* Excerpted text:

|---|

Monday, June 23, 2014

Jill LePore: Robots, Creative Disruption and the Global Economy

Maria New, MD
"Every age has a theory of rising and falling, o f growth and decay, of bloom and wilt. Every age has a theory of about the past and the present, of what was and what is,  a notion of time, a theory of history.
   Disruptive innovation as a theory of change is meant to serve both as a chronicle of the past and as a model for the future."
    --Jill Lepore The New Yorker, June 23, 2014. 

In the end, Lepore says "disruptive innovation" is blind to continuity, and fails as  a prophet. 

In his New York Times piece, "Fear Not the Coming of the Robots" Steven Rattner, argues the innovations in technology since the industrial revolution have displaced people, eliminated jobs, but the overall effect of putting telephone operators, typists, travel agents, gas station attendants and elevator operators out of work has been good because it has occurred in the setting of allowing consumers to do all these jobs themselves, better, faster and with little or no expense.

All this makes the Phantom look around his own world of physicians and surgeons and see the changes and wonder which are for the better and which are not.  Surgeons who grasped the importance of laporoscopic surgery by which a gall bladder or a colon can be removed through the use of fiber optic instruments through 4 puncture holes rather than through long incisions through layers of fat, muscle and peritoneum found themselves busier than ever, while those who cleaved to the notion that a beautifully done dissection down to a gall bladder is as much a work of art as a medical procedure, found themselves out of work.  This may be heartless, but it is progress.

On the other hand, the entry of women who are mothers into a profession has changed things, disrupting the value system which placed the patient first.  This system once valued self sacrifice, putting the patient ahead of your own needs, ahead of the needs of your family.  Now, doctors do not apologize for telling a patient they have to leave now, to take their children to the lake for the weekend. Someone who doesn't know you will take the next shift. I limit my commitment to your care. My kids come first.

|---|

(Photo-based referring expression listing)
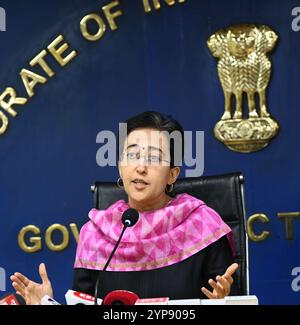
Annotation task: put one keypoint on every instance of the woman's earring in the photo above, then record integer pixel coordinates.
(120, 183)
(170, 188)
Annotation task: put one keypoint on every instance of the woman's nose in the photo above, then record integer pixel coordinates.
(141, 168)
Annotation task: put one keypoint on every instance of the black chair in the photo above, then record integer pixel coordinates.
(223, 193)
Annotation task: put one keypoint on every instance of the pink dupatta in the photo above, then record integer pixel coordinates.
(160, 238)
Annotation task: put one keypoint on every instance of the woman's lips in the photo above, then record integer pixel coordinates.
(139, 185)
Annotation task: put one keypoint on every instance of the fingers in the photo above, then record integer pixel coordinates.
(21, 278)
(231, 269)
(219, 290)
(208, 294)
(224, 283)
(43, 273)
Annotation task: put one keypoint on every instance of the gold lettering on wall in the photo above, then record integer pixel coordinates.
(65, 238)
(156, 4)
(35, 241)
(84, 30)
(9, 98)
(252, 235)
(58, 52)
(288, 219)
(110, 16)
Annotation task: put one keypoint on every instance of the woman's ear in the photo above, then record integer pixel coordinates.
(174, 173)
(120, 169)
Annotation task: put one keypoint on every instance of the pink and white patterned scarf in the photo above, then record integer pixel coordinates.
(163, 237)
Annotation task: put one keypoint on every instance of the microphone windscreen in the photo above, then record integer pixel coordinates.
(130, 217)
(120, 297)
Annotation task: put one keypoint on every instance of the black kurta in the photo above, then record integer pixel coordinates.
(182, 280)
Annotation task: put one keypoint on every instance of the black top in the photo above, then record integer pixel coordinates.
(182, 280)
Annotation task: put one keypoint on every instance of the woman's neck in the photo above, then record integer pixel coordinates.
(155, 204)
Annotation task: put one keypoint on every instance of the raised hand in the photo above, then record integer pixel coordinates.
(221, 287)
(31, 291)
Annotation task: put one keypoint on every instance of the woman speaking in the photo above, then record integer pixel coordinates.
(179, 247)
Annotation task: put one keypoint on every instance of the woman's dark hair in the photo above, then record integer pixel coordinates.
(160, 122)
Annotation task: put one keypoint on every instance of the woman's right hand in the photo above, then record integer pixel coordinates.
(31, 291)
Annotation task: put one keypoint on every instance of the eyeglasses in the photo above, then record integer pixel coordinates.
(133, 158)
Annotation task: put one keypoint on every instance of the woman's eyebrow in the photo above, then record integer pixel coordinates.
(132, 146)
(154, 148)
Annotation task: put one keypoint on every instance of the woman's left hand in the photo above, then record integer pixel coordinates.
(222, 284)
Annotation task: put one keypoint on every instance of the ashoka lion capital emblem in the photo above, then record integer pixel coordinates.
(244, 67)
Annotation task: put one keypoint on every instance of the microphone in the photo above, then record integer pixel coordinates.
(13, 299)
(129, 219)
(120, 297)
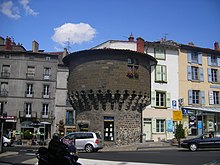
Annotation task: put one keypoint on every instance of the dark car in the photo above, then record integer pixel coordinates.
(206, 140)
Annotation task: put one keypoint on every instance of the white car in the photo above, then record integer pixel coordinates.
(6, 141)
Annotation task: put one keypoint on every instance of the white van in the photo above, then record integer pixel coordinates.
(6, 141)
(88, 141)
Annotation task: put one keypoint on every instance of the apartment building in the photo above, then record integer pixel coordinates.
(157, 119)
(31, 84)
(199, 90)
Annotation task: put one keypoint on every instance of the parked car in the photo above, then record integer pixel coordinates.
(88, 141)
(206, 140)
(6, 141)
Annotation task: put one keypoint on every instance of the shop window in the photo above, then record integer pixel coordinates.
(108, 128)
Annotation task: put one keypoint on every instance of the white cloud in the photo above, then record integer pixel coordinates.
(8, 9)
(73, 33)
(27, 8)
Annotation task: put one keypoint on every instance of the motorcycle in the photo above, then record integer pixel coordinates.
(68, 157)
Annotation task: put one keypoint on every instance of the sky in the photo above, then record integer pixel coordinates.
(82, 24)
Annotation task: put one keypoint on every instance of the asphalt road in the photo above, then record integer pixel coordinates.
(154, 156)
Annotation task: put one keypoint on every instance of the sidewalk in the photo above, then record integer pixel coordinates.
(132, 147)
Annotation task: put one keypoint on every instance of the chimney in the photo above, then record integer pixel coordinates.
(131, 38)
(140, 45)
(35, 46)
(2, 41)
(216, 45)
(8, 43)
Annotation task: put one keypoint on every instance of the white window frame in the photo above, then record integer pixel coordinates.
(160, 125)
(161, 73)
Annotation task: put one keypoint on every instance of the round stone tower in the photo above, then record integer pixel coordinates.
(108, 89)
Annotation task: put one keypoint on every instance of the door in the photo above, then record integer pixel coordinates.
(147, 130)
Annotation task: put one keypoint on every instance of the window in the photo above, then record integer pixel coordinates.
(160, 53)
(30, 71)
(28, 109)
(5, 71)
(161, 73)
(160, 125)
(213, 97)
(108, 128)
(47, 58)
(194, 57)
(4, 89)
(45, 110)
(195, 73)
(29, 91)
(69, 118)
(133, 65)
(213, 60)
(46, 91)
(47, 73)
(196, 97)
(160, 99)
(213, 75)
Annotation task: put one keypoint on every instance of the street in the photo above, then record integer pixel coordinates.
(153, 156)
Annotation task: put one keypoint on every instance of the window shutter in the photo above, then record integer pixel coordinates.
(158, 73)
(201, 74)
(218, 75)
(209, 60)
(154, 125)
(202, 95)
(189, 72)
(218, 60)
(189, 54)
(211, 98)
(165, 73)
(168, 100)
(190, 97)
(200, 58)
(153, 98)
(209, 75)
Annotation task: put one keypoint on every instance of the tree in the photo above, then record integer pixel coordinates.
(180, 133)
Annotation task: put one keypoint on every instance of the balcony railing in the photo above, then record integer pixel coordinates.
(3, 93)
(5, 74)
(23, 114)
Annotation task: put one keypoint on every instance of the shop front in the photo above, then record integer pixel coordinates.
(198, 120)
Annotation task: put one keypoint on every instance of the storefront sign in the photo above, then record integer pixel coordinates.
(177, 115)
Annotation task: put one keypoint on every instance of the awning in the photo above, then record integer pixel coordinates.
(205, 109)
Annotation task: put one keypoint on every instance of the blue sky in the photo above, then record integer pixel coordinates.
(86, 23)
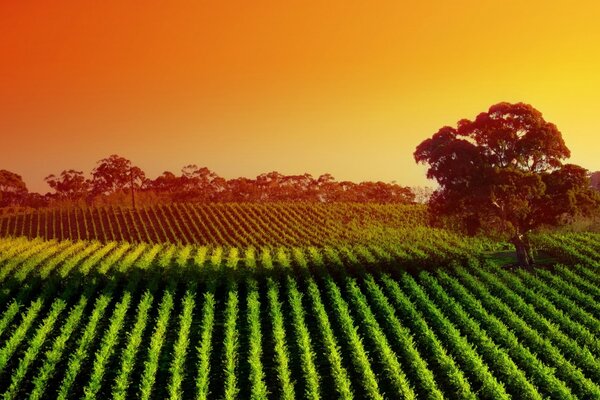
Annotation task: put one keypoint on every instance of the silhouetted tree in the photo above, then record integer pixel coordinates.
(116, 173)
(13, 190)
(595, 180)
(69, 185)
(504, 172)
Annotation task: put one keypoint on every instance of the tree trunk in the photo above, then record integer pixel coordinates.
(524, 252)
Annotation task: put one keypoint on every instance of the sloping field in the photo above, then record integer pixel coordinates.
(91, 320)
(226, 224)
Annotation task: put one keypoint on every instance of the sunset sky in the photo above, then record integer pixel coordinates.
(345, 87)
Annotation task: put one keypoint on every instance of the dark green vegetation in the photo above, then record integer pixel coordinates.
(124, 320)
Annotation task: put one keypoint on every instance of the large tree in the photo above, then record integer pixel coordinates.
(503, 172)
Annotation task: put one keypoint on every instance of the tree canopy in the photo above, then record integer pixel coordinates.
(504, 173)
(12, 188)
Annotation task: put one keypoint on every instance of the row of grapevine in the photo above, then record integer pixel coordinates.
(242, 225)
(121, 320)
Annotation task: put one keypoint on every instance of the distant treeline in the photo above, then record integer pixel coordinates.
(115, 180)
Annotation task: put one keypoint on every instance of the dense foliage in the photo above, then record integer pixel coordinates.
(116, 181)
(504, 173)
(120, 320)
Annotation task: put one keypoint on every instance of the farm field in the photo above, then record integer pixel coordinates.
(227, 224)
(85, 319)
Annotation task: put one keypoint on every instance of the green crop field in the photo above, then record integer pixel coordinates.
(274, 306)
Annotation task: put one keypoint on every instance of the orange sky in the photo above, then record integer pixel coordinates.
(346, 87)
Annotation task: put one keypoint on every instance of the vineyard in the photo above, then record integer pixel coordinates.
(107, 319)
(227, 224)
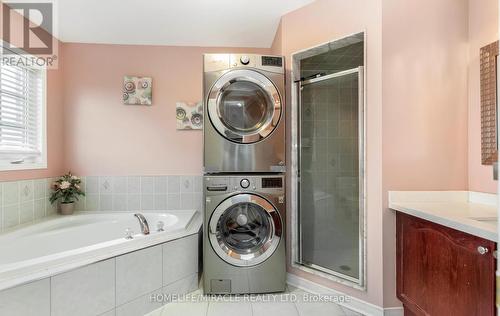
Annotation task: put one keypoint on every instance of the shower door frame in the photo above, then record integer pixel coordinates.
(296, 237)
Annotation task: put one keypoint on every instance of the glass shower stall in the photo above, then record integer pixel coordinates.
(330, 161)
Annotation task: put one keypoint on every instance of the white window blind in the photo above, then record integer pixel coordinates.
(21, 97)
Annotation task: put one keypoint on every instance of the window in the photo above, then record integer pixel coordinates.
(22, 117)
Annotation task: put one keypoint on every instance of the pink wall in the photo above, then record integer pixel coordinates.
(55, 132)
(323, 21)
(103, 136)
(483, 29)
(424, 106)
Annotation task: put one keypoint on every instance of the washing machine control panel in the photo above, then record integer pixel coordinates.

|---|

* Task objective: In the blog post on disruptive innovation, which occupations are named in the summary of Steven Rattner's argument as having been put out of work by technology?

* Solved exercise: Telephone operators, typists, travel agents, gas station attendants and elevator operators.